§ **WORK REQUIRED**:
From the records below, copy each line in which the string "ocean" occurs.
--- EXTRACTED INFORMATION Enclosed Below ---
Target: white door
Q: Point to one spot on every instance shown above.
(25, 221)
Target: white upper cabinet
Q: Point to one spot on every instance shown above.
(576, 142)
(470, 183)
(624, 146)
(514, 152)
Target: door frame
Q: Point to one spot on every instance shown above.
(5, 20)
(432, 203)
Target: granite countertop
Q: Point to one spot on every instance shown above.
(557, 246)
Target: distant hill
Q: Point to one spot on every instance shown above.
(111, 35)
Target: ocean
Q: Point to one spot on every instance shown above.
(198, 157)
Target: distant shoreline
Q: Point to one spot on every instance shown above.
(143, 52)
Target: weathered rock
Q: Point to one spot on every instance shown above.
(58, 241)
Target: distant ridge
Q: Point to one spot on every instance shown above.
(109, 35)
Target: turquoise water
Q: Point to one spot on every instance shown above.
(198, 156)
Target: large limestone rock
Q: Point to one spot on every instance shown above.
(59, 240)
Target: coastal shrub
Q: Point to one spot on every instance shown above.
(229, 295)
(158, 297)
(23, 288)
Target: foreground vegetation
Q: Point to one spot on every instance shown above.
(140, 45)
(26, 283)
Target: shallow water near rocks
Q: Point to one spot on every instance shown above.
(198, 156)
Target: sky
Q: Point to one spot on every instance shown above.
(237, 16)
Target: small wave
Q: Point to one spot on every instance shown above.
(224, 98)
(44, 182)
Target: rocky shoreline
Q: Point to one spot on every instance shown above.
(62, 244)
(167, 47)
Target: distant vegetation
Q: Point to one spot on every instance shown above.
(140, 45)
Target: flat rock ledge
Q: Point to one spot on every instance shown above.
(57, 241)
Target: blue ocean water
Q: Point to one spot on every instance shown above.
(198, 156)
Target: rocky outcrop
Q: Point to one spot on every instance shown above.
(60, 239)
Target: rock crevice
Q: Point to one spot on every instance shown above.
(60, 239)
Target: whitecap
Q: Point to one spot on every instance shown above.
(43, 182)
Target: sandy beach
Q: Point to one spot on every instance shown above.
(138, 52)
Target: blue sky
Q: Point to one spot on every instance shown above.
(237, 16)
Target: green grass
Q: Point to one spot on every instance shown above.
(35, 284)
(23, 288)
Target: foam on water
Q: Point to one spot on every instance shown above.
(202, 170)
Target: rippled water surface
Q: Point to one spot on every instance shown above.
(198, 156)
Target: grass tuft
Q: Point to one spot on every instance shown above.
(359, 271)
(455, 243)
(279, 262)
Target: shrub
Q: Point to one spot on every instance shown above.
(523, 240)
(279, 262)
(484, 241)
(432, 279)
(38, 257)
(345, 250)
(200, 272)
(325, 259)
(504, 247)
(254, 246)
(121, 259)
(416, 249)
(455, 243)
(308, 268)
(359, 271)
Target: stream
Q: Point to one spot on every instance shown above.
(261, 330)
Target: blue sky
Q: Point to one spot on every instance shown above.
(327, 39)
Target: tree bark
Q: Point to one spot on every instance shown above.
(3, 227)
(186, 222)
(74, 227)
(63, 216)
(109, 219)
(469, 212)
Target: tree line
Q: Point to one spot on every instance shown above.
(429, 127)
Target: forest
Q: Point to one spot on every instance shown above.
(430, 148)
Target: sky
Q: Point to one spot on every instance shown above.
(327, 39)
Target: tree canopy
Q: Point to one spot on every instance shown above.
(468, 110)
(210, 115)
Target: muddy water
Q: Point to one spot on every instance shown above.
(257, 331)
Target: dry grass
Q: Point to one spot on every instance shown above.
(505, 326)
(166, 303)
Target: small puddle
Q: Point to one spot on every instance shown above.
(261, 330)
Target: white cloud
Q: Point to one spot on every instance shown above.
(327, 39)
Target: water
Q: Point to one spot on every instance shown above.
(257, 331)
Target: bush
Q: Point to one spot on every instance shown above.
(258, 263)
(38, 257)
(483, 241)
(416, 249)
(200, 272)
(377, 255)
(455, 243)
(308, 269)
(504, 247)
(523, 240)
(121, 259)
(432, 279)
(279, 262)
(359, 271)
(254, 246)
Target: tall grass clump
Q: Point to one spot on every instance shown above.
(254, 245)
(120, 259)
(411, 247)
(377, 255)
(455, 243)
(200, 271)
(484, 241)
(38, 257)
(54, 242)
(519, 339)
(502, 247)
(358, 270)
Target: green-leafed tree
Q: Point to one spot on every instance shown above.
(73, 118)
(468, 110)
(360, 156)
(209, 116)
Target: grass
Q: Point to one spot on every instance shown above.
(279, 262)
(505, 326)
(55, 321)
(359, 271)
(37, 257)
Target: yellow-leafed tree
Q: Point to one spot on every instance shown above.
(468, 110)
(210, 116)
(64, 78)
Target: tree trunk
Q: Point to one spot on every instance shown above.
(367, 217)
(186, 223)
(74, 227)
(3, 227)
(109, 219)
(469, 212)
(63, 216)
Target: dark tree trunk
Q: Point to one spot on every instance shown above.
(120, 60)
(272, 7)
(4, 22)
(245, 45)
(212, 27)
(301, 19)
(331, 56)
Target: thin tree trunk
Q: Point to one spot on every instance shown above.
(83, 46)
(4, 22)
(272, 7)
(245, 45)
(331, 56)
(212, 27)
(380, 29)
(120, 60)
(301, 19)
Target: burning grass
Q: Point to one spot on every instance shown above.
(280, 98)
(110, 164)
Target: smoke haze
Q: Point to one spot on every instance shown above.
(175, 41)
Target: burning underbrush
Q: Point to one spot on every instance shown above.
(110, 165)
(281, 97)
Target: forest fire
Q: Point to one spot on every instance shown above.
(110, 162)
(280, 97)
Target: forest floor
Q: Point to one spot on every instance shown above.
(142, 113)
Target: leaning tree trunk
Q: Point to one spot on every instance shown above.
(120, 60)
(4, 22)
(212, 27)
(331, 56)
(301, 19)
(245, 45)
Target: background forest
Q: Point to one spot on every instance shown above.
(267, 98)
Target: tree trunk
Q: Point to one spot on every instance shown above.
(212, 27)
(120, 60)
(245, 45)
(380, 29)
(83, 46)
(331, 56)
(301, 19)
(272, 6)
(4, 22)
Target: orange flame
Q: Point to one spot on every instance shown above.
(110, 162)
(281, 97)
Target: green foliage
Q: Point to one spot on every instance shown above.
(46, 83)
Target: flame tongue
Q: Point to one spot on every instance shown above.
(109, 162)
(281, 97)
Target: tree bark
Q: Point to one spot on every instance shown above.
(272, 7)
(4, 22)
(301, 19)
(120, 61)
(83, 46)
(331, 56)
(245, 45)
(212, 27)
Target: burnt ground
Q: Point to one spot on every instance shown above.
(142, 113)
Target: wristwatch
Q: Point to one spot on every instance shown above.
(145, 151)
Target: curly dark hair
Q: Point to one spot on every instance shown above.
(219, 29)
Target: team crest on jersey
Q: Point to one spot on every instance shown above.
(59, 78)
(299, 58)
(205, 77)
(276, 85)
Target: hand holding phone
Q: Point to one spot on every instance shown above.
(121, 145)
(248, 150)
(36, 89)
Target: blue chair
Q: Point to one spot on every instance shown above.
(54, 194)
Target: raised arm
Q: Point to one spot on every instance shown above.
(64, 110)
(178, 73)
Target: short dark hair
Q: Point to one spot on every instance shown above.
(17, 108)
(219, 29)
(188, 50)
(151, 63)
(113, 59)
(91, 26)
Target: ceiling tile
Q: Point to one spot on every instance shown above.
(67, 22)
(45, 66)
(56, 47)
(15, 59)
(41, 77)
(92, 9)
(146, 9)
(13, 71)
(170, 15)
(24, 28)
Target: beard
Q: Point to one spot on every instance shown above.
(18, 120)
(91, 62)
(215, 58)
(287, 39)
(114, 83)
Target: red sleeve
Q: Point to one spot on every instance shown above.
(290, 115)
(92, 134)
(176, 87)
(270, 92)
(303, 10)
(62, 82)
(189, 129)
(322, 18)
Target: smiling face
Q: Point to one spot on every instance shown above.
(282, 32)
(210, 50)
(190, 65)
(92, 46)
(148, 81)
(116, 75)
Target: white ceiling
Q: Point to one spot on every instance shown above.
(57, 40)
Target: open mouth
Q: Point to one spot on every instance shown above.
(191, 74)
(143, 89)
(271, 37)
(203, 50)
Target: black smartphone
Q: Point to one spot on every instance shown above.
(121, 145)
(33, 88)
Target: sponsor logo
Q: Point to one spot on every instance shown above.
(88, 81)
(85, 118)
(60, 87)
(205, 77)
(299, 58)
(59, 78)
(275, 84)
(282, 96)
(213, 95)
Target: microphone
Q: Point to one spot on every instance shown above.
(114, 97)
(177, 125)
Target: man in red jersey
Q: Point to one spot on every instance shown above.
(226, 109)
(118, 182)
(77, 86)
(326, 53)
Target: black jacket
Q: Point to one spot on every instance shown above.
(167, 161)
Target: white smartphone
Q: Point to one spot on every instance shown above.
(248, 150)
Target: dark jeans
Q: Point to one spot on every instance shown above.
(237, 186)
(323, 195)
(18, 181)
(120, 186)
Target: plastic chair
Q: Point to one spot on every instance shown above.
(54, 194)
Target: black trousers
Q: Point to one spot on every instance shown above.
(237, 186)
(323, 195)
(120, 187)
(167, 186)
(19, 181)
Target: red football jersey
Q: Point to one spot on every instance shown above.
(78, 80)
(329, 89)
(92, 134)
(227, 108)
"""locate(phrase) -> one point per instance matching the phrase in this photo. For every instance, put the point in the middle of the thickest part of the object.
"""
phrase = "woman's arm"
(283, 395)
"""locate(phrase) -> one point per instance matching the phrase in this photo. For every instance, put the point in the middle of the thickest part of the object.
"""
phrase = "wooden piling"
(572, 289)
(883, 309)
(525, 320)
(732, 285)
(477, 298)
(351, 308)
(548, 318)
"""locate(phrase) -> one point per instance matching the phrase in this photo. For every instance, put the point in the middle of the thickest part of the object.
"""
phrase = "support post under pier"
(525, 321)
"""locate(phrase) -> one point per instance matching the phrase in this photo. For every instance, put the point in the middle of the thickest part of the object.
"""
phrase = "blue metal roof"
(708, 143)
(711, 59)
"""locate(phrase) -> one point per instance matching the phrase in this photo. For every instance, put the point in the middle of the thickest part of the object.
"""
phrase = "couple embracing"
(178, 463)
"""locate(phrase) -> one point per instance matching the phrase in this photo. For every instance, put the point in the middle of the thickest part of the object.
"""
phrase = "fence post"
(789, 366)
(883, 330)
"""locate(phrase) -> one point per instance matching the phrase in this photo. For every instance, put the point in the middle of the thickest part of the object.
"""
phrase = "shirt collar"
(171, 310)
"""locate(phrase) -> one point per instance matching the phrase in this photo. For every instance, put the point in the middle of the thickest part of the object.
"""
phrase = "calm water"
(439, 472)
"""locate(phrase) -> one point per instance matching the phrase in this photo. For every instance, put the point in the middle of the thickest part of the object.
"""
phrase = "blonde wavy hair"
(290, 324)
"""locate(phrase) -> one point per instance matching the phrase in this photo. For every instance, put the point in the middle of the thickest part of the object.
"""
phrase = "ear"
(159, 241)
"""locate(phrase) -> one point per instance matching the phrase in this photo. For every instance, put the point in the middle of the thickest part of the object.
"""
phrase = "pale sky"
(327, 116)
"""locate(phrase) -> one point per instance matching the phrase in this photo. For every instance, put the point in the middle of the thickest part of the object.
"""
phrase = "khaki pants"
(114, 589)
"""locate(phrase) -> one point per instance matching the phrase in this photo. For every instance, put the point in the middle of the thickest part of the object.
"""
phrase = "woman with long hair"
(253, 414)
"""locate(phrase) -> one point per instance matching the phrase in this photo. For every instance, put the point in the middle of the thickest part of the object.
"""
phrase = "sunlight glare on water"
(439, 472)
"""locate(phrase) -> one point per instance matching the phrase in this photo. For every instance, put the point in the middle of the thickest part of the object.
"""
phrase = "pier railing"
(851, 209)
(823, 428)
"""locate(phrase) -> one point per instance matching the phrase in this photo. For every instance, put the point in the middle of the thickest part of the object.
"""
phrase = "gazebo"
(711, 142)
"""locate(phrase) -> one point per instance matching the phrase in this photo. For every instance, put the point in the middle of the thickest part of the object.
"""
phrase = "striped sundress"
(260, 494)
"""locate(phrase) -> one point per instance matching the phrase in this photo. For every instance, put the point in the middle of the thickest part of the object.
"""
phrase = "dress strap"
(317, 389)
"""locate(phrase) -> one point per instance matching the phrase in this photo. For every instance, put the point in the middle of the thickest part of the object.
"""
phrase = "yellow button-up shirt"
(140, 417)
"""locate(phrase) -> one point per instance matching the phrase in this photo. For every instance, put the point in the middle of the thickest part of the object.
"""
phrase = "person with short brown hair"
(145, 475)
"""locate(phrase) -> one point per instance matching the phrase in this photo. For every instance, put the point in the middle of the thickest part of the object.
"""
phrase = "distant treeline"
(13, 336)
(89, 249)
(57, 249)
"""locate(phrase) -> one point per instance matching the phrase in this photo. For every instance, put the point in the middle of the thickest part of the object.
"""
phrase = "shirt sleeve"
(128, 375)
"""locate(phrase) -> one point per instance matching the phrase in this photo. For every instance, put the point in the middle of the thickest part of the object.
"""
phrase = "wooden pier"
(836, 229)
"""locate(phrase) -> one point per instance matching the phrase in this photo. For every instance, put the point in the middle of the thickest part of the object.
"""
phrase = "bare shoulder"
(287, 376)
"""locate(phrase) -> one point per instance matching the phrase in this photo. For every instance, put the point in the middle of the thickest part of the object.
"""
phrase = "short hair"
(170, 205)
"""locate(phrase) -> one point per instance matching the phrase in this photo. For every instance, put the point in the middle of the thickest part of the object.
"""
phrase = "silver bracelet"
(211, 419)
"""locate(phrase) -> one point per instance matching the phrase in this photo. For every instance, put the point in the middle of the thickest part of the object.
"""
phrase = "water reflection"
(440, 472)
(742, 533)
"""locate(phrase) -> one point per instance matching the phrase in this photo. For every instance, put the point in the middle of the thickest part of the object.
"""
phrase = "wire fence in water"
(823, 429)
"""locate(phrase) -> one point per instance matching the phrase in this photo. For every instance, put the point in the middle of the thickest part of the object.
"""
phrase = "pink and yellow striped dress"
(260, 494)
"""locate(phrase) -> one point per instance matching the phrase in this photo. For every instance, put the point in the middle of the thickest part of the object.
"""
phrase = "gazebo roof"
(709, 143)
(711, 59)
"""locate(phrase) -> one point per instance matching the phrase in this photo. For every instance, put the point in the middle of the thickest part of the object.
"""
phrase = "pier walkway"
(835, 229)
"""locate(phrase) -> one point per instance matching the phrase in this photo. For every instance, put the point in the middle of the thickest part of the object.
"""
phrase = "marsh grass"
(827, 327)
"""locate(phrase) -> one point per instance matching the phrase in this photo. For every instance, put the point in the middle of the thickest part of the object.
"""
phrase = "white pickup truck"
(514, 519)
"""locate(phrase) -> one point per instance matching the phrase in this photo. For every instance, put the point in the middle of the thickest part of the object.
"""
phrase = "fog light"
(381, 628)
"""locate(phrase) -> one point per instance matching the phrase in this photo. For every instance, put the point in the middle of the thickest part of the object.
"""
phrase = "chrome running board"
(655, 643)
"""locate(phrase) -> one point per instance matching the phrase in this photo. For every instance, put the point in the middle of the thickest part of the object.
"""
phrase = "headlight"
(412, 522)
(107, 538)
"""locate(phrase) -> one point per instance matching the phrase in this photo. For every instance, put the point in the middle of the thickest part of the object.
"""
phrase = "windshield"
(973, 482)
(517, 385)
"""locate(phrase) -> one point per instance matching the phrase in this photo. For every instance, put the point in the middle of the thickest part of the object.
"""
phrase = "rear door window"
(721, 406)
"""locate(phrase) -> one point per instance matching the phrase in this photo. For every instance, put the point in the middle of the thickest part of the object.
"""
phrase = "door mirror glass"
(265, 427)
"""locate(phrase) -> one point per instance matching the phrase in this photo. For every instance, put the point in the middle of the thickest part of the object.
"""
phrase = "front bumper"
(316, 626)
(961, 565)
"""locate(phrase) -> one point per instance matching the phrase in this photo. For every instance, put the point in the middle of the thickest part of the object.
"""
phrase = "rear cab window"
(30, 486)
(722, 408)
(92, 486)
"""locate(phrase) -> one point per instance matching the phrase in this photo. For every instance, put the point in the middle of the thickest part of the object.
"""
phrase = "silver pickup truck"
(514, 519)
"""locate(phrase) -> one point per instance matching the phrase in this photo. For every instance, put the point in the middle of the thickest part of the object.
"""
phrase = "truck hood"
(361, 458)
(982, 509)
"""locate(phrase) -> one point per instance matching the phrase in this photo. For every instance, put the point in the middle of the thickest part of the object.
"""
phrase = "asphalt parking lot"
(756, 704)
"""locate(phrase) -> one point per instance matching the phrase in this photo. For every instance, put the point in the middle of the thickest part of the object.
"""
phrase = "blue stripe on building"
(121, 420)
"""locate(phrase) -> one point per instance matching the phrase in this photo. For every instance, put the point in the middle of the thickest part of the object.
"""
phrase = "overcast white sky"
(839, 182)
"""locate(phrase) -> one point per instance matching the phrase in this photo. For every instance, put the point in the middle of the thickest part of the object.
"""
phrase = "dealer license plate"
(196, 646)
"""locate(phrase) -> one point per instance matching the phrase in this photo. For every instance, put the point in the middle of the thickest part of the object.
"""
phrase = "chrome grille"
--- End of Enclosed EXTRACTED INFORMATION ---
§ **EXPECTED OUTPUT**:
Target: ocean
Target: blue ocean water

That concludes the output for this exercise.